• _Given passage_
He said it could also lead to photos and postcards showing groups of tourists standing in front of large petrochemical factories instead of the Unesco World Heritage city itself.
But in an earlier tweet he agreed that the incident was proof that big ships should not travel on the Giudecca.
"After many years of inertia, we are finally close to a definitive solution to protect both the lagoon and tourism," he said, without giving details.
On Sunday, Venice Mayor Luigi Brugnaro urged immediate action to open the alternative channel in the city, known as the Vittorio Emanuele III.
Environment Minister Sergio Costa tweeted: "What happened in the port of Venice is confirmation of what we have been saying for some time."
"Cruise ships must not sail down the Giudecca. We have been working on moving them for months now... and are nearing a solution."
What do critics say about ship traffic?
Critics say large ships such as the MSC Opera pose a conservation risk to the lagoon city, pollute its waters and mar its beauty.
They say waves created by cruise ships on the canal erode the foundations of the city, which regularly suffers from flooding.
Some have also complained that they detract from the beauty of Venice's historic sites and bring too many tourists.
Venice's port authority called for action to resolve the issue of high cruise ship traffic.
The government has previously tried to resolve the cruise ship debate. In 2013, it banned ships weighing more than 96,000 tonnes from the Giudecca canal but the legislation was later overturned.
However, the plans were expected to take four years to come into force.

• _Objectives_
(1) Can you rewrite the Venice cruise ship passage starting with "He said it could" and going on through "Heritage city itself.", replacing "petrochemical factories" with "industrial plants"?
(2) According to the Venice cruise ship passage, what size of ship did the 2013 ban keep out of the Giudecca canal?

• _Raw data_

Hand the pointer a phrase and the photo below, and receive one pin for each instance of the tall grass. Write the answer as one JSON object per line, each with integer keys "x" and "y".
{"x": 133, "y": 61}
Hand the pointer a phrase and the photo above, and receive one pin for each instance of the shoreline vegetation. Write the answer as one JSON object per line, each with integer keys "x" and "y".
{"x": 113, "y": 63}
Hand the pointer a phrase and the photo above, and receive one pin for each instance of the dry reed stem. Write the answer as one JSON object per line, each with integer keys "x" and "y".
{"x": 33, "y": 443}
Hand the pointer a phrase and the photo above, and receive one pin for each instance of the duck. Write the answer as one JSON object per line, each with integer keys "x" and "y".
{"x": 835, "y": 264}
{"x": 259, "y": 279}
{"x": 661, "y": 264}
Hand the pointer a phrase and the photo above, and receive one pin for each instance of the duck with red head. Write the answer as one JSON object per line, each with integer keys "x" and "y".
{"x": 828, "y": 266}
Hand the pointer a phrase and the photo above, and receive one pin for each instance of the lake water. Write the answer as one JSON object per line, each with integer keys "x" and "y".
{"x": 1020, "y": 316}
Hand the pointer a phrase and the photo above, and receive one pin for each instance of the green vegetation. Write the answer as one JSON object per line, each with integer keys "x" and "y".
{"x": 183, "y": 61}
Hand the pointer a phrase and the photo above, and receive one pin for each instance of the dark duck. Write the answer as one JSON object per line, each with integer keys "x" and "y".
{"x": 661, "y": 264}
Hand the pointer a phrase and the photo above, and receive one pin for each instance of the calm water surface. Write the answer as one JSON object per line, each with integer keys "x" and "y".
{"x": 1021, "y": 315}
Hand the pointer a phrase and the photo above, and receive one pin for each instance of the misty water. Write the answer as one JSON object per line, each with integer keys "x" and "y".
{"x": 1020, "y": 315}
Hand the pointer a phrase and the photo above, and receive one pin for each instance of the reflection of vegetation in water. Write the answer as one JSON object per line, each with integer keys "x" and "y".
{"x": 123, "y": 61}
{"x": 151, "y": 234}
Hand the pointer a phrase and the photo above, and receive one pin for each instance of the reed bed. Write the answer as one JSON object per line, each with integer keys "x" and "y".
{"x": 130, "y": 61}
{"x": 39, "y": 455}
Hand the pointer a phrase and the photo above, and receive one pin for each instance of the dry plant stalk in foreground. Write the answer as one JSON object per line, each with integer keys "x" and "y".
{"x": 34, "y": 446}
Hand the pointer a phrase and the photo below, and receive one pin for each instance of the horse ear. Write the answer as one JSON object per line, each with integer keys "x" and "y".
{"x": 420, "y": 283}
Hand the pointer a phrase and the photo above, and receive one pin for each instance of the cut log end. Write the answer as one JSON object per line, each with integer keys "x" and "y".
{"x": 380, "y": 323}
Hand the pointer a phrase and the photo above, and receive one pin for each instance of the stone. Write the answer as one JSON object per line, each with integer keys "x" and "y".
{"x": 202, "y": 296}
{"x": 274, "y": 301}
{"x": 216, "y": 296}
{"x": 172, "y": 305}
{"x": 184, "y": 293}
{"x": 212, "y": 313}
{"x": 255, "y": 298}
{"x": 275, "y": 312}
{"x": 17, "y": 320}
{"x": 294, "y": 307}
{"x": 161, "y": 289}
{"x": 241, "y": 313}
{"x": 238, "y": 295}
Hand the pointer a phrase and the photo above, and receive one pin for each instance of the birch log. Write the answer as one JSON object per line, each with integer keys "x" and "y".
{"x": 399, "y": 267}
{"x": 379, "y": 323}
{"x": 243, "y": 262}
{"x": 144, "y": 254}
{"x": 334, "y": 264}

• _Replies_
(1)
He said it could also lead to photos and postcards showing groups of tourists standing in front of large industrial plants instead of the Unesco World Heritage city itself.

(2) Ships weighing more than 96,000 tonnes.